Questions on the material →
• A. In the passage about Langley Speedway, how many Modified championships did Shawn Balluzzo win at the track?
• B. List every person named in the Langley Speedway passage.
• C. Please extend the Langley Speedway passage, picking up after its final sentence.

Selected text →
On August 28, 2004, Dale Lemonds was killed in an INEX Legends car race at the track. Three days prior he had signed an agreement to purchase the track from owner Wayne Wyatt. Lemonds' wife Sandy honored the agreement and followed through with purchasing the track. She later renamed victory lane to "Dale Lemonds Victory Lane" in honor of her deceased husband. 64-year-old veteran driver Shawn Balluzzo died in a crash at Langley Speedway on Turn 2 the night of July 11, 2020, in a head-on crash into the barrier (similar to issues with Modifieds). Balluzzo was the winningest driver in the history of the tracks modified division, having amassed 11 Modified championships at the speedway. On April 5, 1980 a spectator, Thomas "Tee" Branch, was killed when a car went airborne and struck him while he was watching the race in the pit area outside the first turn.

Data to examine →
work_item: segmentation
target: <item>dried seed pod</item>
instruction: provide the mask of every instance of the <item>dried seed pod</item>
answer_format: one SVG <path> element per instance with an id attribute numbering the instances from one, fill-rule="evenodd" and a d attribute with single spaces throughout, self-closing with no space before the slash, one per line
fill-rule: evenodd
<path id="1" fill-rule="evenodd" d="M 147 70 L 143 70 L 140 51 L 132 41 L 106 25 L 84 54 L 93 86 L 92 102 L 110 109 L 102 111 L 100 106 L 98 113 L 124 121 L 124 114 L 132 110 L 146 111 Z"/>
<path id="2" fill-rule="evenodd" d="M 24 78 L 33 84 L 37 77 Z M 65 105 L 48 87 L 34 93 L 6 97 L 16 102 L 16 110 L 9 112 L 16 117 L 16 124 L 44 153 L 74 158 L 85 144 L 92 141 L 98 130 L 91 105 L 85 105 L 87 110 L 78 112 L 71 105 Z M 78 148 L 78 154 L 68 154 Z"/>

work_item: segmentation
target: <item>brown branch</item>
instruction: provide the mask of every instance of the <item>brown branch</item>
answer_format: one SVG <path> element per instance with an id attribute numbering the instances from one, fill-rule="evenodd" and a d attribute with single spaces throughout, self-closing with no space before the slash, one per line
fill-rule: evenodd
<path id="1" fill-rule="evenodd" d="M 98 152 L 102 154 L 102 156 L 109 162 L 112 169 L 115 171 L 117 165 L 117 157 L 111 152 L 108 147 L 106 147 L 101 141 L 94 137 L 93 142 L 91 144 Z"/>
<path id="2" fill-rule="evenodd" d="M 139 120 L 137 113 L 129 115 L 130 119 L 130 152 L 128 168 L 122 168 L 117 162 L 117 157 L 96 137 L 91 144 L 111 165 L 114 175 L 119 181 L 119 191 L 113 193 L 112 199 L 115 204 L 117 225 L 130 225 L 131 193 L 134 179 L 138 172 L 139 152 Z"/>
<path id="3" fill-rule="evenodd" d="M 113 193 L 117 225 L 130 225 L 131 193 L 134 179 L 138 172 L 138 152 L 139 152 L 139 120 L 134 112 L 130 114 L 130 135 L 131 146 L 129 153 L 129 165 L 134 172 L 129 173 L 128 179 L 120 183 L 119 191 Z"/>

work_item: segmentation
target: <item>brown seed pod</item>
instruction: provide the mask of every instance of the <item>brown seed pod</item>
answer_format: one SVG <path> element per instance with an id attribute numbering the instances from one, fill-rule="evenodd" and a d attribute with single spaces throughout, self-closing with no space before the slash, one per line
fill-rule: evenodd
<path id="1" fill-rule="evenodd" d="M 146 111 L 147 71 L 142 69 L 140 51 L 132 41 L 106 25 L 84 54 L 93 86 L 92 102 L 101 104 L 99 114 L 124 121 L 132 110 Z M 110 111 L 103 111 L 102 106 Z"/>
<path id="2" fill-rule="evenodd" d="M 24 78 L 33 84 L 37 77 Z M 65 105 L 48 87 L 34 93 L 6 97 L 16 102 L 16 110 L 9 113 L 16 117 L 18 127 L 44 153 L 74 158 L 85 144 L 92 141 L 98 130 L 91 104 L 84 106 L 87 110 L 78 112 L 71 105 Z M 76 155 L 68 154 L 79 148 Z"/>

Expected results →
• A. 11

• B.
- Dale Lemonds
- Wayne Wyatt
- Sandy, Dale Lemonds' wife
- Shawn Balluzzo
- Thomas "Tee" Branch

• C.
== NASCAR Grand National history ==
There were nine NASCAR Grand National events at Langley from 1964 to 1970. The track surface was dirt at the time. David Pearson has the most Grand National victories at Langley with three. The November 1970 season ending Tidewater 300 made its way into a unique place in the history of NASCAR. It was the final Grand National race before the series title was changed to Winston Cup. Bobby Allison won the race, while Bobby Isaac won the championship.

== NASCAR Busch Series events ==
There were 14 NASCAR Busch Series events held at the track between 1982 and 1988. The track had been paved with asphalt since the last Grand National race was held there in 1970. Two drivers dominated the Busch Series events: Jack Ingram claimed four victories, and Tommy Ellis won five.